▶ **TEXT SECTION**:
•••

Once again in Payson, bell ringers will be out starting the day after Thanksgiving in the hopes of coaxing out at least $23,000, the amount raised last year.

Bell ringer organizer Ray Kinsman said he has 437 volunteer slots to fill for Bashas’, Walmart, Walgreens and Safeway, where bell ringers will be posted through Christmas.

Last year, 250 bell ringers brought in $23,000, a slight decrease from 2008, when a record $26,000 was collected.

“I appreciate everyone who rings, even if it is only one time,” Kinsman said.

While the sound of tinkling bells has not officially started, Kinsman kicked off this year’s festivities with a potluck dinner for past and future volunteers Nov. 16 at the Payson First Church of the Nazarene.

Kinsman, donning a white tux, sang his heart out in a series of classic Broadway tunes during the dinner.

Kinsman originally planned to sing several of the songs to his wife Teresa, but she passed just a few months ago after a battle with cancer. Determined to carry on, Kinsman employed the help of an audience member to dance with for a few of the songs.

Kinsman said he holds the potluck every year to show his appreciation and this year would be no different, even though he is nursing his heart and a sore throat.

Jenny Scott, who works with Kinsman on the program, said Kinsman is a true giver. Not only does Kinsman volunteer a lot of time to organize the bell ringers, he also picks up expired food from local grocery stores and delivers it to food banks every week, throughout the year.

Kinsman explained why he volunteers by quoting the poem, “Why be a volunteer?”

“It’s not for the money, it’s not for fame and it’s not for any personal gain. It’s just for love of fellow man, it’s just to lend a helping hand. It’s just to give a little of one’s self, that’s something you can’t buy with wealth. It’s not for the medal worn with pride, it’s for that feeling deep inside. It’s that reward down in your heart. It’s the feeling that you’ve been a part of helping others far and near, that makes you a volunteer.”

To help Kinsman help others, give him a call at (928) 474-6577.

So far this year, the local chapter of the Salvation Army has handed out $24,000 to needy families and individuals in Rim Country, a sign the money is in desperate need, Kinsman said.

Money goes toward providing food, clothing and other services for the poor.

•••

▶ **MATERIAL PROVIDED**:
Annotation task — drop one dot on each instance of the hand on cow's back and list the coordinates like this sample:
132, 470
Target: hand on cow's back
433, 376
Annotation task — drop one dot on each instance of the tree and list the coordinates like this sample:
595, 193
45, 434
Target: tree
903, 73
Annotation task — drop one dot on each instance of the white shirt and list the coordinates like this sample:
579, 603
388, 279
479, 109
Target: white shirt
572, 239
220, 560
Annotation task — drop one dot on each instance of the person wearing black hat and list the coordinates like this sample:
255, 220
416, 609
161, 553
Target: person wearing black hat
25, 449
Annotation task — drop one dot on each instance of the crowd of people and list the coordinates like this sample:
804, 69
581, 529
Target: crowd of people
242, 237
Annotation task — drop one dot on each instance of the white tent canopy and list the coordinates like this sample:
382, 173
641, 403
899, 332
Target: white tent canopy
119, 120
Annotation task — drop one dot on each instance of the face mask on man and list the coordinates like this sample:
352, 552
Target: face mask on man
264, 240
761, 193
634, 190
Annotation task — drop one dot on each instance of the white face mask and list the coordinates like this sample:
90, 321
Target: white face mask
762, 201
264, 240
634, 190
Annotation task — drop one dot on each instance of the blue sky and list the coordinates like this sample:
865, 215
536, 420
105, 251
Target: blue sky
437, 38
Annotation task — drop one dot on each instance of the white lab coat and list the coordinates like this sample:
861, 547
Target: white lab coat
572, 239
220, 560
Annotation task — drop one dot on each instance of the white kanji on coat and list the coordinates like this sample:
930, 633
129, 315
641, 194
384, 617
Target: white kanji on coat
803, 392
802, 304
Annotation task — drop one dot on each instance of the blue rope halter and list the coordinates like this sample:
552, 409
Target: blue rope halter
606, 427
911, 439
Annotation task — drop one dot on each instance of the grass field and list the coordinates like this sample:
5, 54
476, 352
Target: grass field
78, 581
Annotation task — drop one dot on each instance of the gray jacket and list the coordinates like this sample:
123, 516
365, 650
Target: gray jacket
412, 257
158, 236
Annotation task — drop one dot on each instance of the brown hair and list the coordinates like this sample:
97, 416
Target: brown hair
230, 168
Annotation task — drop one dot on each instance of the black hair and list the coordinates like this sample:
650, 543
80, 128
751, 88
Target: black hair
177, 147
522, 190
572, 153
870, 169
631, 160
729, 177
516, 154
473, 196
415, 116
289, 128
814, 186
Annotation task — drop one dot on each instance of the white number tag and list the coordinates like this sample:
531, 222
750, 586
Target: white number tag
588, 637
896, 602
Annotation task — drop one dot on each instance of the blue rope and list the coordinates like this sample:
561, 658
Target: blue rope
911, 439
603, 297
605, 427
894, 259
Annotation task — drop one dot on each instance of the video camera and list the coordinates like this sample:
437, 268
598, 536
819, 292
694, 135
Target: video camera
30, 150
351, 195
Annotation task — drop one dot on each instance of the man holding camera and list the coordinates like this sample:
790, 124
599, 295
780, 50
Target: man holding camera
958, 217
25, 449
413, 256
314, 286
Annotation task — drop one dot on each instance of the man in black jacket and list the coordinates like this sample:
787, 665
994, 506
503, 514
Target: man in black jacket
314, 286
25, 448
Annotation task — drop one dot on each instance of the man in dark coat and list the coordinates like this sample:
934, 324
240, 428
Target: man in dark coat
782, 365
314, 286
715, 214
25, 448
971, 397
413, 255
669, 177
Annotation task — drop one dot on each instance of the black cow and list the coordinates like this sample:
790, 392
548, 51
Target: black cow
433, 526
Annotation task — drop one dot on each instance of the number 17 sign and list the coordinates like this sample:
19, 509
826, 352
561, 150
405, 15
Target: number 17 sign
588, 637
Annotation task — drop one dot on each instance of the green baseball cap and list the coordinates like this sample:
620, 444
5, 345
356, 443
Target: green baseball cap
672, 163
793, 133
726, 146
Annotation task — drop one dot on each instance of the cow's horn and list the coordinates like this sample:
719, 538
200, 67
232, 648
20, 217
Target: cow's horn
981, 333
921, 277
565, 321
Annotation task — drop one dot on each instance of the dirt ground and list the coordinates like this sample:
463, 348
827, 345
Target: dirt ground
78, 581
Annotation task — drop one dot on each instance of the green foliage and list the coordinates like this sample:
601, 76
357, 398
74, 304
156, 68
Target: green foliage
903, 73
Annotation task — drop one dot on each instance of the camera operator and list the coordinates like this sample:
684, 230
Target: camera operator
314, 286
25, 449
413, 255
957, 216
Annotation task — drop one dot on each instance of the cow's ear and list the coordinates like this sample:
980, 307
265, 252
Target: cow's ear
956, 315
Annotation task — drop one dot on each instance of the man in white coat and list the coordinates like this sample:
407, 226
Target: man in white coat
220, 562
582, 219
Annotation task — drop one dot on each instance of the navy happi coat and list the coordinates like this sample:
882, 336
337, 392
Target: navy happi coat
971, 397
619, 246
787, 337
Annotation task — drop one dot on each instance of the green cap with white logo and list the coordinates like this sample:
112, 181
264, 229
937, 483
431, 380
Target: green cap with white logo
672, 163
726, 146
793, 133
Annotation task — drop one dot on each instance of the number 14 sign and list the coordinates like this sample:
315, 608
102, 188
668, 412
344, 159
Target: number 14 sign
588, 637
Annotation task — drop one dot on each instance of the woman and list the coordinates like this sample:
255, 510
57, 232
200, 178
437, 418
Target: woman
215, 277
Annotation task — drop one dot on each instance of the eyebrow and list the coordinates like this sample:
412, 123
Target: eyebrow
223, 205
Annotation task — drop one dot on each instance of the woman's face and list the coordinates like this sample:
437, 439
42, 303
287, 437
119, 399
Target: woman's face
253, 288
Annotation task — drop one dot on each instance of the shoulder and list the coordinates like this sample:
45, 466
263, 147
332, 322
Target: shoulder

•••

Revise the Payson bell ringer article from "So far this" to "for the poor.", putting "urgent" in place of "desperate".

So far this year, the local chapter of the Salvation Army has handed out $24,000 to needy families and individuals in Rim Country, a sign the money is in urgent need, Kinsman said.

Money goes toward providing food, clothing and other services for the poor.